TO DO = Reproduce word for word the part of the Ballbar diagnostics text that starts at the words "Are there disadvantages" and stops after the words "surface finish problems.".

SELECTED EXCERPT =
»»
Renishaw's Diagnostic Advantage

Renishaw's diagnostic software instantly calculates and then displays the following machine performance evaluation:

Control Loop Errors

1. Servo Mismatch
   Servo mismatch occurs when the servo loop gains of the axes are mismatched, resulting in one axis leading the other causing an oval shaped plot. The leading axis is the axis with the higher loop gain.
2. Reversal Spikes
   When an axis is being driven in one direction and then has to reverse and move in the opposite direction, instead of reversing instantaneously, it may pause momentarily at the turnaround point, causing a ‘Spike' to appear in the plot, and a flat on the work piece.
3. Back Lash or lost motion
   This is usually associated with excess clearance within the drive system, or guide way mechanism.
4. Cyclic errors
   Often associated with badly worn/manufactured, drive system elements like Ball Screws and nut, rack and pinions and their encoder devices.
5. Scaling Error
   Indicates the linear accuracy relationship between two axes within the test area. The Ballbar software provides linear accuracy values to help determine whether each of two axes are unequal and/or correct, due to either servo positioning or slides way mechanical errors.

Axis Slide Way Errors

1. Squareness
   When one axis of motion is not at 90 degrees to the other.
2. Straightness
   Measures any deviation in the axis of motion from a nominal straight line, within the test length.
3. Lateral Play (slop)
   This comes from excess clearance in the axis guide way system, allowing sideways motion of the element or table as it changes direction. A common cause of lateral play may be excessive gibb clearance.
4. Stick – Slip and Vibration
   These errors result from poor isolation and/or damping from either internally generated or externally induced disturbances, which cause an axis to move erratically. Potential surface finish problems are identified by the Ballbar through the vibration and/or stick-slip characteristics, but these represent only a small portion of the likely sources of poor surface finish on machined components.
   
   The spindle and it's bearings, along with the cutter/work piece interaction are two primary sources of vibration, in addition to work piece material, configuration, clamping, and process details such as cutter feeds and speeds. While Renishaw Ballbar plots clearly illustrate many of the potential problems affecting part surface finish, the software does not actually diagnose or provide a calculated value for vibration.
5. Positional Tolerance
   This is a calculated estimate of the likely, bi-directional, positioning capability of the two axes within the test area. This true position calculation makes use of the diagnosed values for backlash; scaling error; cyclic error; straightness; squareness and lateral play.

Are there disadvantages to using the Renishaw Ballbar vs. NAS Testing?

Unlike the NAS cutting test, material is not removed when performing the Ballbar test. The Ballbar does not quantify the surface texture finish of the machined part due to cutter work piece contact, cutter impact frequency tests, nor does it test for chip load to horse power capability. As previously stated however, the Ballbar clearly identifies machines with poor surface finish problems.

Summary

The Renishaw QC10 Ballbar is far more than a substitute for the NAS Composite cutting tests. The Ballbar measures and diagnosis over 20 machine error sources, enabling users to quickly analyze a wide range of geometric and machine tool performance characteristics, allowing adjustments to be made to control system parameters. Machine re-tests can then be quickly performed until optimum machine performance is achieved. This capability is equally important for new machine tool manufacturers during final assembly and test, as well as for service and periodic maintenance checks.

With the Renishaw Ballbar integrated into your final inspection and maintenance routines, you are assured of a simple, quick and accurate assessment of your machine's performance. One of the biggest advantages to Ballbar testing is the short amount of time needed to perform and diagnose this test, again, usually less than 15 minutes!
««
DATA FOR ANALYSIS =
»»
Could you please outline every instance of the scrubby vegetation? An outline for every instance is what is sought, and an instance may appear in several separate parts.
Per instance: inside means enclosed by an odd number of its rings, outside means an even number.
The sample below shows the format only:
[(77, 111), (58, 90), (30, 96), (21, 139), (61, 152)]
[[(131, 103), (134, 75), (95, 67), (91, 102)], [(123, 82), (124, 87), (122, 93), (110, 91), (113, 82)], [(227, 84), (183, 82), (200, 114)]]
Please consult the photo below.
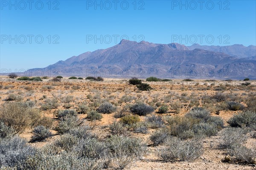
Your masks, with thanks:
[(256, 163), (253, 81), (158, 79), (143, 91), (136, 78), (2, 79), (1, 169), (132, 169), (135, 163), (250, 169)]

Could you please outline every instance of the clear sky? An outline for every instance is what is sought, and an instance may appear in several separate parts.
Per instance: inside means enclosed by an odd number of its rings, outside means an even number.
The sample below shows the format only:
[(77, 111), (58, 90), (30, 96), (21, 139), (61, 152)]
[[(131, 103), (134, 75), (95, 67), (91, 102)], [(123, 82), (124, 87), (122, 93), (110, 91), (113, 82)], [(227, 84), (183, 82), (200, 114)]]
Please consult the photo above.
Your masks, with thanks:
[(255, 0), (0, 3), (0, 66), (12, 71), (45, 67), (122, 38), (186, 45), (256, 44)]

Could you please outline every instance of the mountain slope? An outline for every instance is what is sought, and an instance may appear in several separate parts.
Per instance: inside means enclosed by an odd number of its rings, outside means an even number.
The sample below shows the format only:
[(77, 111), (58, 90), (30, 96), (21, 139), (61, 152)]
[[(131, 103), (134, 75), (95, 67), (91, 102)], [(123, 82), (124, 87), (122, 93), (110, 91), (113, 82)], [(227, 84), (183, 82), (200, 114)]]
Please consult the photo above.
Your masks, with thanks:
[(199, 48), (190, 50), (189, 47), (177, 43), (122, 40), (109, 48), (73, 56), (40, 69), (44, 73), (50, 69), (55, 75), (83, 76), (255, 78), (254, 59), (240, 59)]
««
SOLUTION FOR THIS PROBLEM =
Are there disadvantages to using the Renishaw Ballbar vs. NAS Testing?

Unlike the NAS cutting test, material is not removed when performing the Ballbar test. The Ballbar does not quantify the surface texture finish of the machined part due to cutter work piece contact, cutter impact frequency tests, nor does it test for chip load to horse power capability. As previously stated however, the Ballbar clearly identifies machines with poor surface finish problems.